-- What you will do --
List every line in the rows below that contains the word "background". Case counts.

** Start of Input records **

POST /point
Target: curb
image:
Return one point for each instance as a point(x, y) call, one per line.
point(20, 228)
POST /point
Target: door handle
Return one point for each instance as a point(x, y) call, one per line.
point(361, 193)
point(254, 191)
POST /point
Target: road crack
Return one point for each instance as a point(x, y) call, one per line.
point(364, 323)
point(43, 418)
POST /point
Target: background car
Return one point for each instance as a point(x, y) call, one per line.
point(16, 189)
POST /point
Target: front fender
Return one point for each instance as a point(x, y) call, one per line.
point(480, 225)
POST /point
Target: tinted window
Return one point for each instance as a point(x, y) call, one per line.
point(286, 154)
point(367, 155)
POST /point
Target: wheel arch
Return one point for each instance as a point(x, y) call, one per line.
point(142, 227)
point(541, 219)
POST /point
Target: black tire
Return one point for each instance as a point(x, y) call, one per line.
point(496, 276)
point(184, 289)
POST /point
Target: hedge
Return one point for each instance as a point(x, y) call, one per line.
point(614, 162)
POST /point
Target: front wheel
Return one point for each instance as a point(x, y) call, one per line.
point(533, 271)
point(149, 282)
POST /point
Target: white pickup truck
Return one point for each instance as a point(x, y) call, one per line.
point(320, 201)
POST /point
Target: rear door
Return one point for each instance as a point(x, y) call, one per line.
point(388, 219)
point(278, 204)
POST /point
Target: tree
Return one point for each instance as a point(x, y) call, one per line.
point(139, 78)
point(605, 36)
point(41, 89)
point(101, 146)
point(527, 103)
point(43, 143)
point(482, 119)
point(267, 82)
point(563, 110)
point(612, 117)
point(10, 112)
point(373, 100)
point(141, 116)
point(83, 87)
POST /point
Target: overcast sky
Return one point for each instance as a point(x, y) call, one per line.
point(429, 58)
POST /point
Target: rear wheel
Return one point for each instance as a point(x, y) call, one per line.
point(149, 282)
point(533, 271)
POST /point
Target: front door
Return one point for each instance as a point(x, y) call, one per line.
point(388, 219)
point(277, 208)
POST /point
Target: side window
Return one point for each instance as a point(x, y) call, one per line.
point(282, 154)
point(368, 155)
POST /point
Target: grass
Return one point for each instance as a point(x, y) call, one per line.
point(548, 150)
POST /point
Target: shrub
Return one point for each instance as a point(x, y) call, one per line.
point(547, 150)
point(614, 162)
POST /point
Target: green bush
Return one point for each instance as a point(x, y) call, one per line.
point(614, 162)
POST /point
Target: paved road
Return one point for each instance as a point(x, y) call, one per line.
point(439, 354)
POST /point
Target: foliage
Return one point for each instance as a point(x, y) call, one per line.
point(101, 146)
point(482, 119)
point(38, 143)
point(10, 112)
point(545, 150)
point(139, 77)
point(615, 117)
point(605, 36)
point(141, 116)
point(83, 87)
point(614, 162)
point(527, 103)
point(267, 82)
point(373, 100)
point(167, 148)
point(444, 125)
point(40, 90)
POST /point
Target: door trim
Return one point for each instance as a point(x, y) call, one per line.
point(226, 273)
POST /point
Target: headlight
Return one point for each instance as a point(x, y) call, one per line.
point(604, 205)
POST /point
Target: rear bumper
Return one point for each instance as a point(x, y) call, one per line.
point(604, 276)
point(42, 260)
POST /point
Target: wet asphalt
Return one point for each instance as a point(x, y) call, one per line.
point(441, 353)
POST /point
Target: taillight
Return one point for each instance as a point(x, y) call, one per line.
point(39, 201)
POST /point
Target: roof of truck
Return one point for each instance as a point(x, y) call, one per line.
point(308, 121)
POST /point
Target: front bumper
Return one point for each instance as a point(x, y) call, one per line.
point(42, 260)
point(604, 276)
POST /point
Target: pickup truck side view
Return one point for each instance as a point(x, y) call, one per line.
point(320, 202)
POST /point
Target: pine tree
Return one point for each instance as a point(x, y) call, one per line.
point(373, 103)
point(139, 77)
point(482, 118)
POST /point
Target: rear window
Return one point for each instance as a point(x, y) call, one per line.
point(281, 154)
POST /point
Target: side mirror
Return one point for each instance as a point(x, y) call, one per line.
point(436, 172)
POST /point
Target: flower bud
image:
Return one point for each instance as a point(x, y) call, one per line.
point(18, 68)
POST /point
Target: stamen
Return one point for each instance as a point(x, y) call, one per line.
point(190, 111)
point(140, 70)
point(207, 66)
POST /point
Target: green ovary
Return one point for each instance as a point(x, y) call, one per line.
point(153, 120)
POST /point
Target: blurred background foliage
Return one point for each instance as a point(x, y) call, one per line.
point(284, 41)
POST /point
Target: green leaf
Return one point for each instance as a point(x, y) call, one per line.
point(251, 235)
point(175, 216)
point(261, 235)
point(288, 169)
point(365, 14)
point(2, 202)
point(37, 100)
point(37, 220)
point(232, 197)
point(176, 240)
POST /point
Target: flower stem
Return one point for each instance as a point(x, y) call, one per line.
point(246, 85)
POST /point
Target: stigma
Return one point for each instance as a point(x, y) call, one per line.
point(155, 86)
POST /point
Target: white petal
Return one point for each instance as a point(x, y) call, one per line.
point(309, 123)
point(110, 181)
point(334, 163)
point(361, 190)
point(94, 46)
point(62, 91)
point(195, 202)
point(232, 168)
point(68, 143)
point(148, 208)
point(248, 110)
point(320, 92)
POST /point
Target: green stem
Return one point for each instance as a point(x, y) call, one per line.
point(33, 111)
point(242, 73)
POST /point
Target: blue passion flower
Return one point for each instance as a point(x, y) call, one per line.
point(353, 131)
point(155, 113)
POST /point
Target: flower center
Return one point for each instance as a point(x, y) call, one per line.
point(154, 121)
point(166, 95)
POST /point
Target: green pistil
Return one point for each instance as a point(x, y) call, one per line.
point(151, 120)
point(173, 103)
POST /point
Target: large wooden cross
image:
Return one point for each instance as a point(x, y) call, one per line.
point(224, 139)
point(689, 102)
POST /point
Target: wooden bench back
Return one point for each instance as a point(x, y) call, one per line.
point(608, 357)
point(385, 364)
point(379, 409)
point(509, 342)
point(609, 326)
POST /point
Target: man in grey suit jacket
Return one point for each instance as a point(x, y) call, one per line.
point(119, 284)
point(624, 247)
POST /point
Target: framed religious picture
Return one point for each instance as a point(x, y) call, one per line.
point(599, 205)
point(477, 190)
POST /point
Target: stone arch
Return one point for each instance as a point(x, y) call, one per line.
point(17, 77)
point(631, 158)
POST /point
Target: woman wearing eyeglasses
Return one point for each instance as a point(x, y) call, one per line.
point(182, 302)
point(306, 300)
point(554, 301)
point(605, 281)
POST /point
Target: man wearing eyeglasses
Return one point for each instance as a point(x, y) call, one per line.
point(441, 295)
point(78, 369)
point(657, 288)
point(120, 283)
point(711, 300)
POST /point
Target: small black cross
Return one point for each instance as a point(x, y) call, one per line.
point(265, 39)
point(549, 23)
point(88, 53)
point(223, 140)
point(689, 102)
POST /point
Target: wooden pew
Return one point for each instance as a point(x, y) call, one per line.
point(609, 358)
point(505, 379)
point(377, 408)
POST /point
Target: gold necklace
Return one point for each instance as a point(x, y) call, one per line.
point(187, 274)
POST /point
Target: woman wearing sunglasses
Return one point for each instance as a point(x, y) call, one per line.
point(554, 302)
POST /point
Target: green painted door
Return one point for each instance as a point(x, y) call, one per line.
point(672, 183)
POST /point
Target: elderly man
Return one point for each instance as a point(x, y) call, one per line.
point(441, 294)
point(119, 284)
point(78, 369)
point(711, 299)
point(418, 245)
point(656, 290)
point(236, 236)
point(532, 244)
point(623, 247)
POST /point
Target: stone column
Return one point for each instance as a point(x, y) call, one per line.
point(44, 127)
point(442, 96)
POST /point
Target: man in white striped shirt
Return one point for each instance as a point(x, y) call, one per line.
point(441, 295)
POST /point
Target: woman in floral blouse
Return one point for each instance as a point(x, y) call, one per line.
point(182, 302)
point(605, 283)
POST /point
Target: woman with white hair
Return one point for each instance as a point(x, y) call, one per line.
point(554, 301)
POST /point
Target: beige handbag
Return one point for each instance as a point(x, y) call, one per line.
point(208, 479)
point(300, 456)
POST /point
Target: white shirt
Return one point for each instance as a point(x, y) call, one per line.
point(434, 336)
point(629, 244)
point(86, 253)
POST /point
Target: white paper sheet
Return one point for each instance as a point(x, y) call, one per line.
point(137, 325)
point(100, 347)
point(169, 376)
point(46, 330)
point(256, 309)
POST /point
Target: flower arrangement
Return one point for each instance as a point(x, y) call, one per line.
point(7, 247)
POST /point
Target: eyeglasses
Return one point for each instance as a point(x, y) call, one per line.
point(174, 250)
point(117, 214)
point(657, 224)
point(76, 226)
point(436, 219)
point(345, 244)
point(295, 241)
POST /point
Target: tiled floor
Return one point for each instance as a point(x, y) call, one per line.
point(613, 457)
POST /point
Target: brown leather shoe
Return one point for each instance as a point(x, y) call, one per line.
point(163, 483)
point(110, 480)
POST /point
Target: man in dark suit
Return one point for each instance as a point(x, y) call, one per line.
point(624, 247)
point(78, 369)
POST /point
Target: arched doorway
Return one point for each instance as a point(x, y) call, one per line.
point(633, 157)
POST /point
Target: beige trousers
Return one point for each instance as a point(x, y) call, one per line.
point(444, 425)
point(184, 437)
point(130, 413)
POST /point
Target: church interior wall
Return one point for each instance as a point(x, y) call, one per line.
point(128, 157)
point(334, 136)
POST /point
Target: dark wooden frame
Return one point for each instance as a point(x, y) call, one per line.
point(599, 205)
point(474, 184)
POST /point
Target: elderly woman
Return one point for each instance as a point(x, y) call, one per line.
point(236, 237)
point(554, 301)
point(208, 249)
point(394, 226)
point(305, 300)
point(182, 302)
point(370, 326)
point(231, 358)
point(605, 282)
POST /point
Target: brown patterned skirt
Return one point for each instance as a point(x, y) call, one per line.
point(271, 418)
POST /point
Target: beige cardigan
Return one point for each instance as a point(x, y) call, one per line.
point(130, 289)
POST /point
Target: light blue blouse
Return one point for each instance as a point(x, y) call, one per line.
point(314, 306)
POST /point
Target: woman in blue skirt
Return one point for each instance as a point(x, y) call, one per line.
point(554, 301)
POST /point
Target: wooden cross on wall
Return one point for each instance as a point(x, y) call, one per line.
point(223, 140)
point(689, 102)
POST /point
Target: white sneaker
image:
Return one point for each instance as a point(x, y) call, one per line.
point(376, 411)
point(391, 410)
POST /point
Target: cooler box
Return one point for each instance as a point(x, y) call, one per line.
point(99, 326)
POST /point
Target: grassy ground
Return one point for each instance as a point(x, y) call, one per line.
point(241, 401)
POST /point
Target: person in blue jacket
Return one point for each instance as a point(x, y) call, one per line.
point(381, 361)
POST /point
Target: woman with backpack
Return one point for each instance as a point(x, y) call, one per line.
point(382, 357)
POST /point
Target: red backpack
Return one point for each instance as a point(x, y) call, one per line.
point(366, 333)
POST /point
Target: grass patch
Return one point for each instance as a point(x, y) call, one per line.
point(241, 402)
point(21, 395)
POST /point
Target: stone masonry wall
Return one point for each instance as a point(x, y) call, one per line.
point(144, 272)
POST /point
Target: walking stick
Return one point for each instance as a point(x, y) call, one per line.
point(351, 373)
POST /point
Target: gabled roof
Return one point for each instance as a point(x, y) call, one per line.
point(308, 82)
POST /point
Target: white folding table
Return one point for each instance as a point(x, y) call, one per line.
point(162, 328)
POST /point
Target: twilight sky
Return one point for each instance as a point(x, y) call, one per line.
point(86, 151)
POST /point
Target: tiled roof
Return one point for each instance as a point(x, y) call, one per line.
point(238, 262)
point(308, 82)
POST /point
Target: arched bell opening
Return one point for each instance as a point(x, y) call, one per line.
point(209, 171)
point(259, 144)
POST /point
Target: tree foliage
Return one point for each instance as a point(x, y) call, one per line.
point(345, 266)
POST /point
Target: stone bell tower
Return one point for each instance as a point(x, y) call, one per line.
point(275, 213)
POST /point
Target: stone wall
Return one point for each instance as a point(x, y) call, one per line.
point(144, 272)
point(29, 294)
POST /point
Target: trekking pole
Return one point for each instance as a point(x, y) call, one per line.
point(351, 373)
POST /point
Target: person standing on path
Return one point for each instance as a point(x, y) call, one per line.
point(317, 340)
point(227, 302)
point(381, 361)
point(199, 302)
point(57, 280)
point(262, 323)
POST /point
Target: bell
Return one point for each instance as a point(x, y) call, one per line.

** End of Input records **

-- Solution for this exercise --
Target: background car
Target: blurred background foliage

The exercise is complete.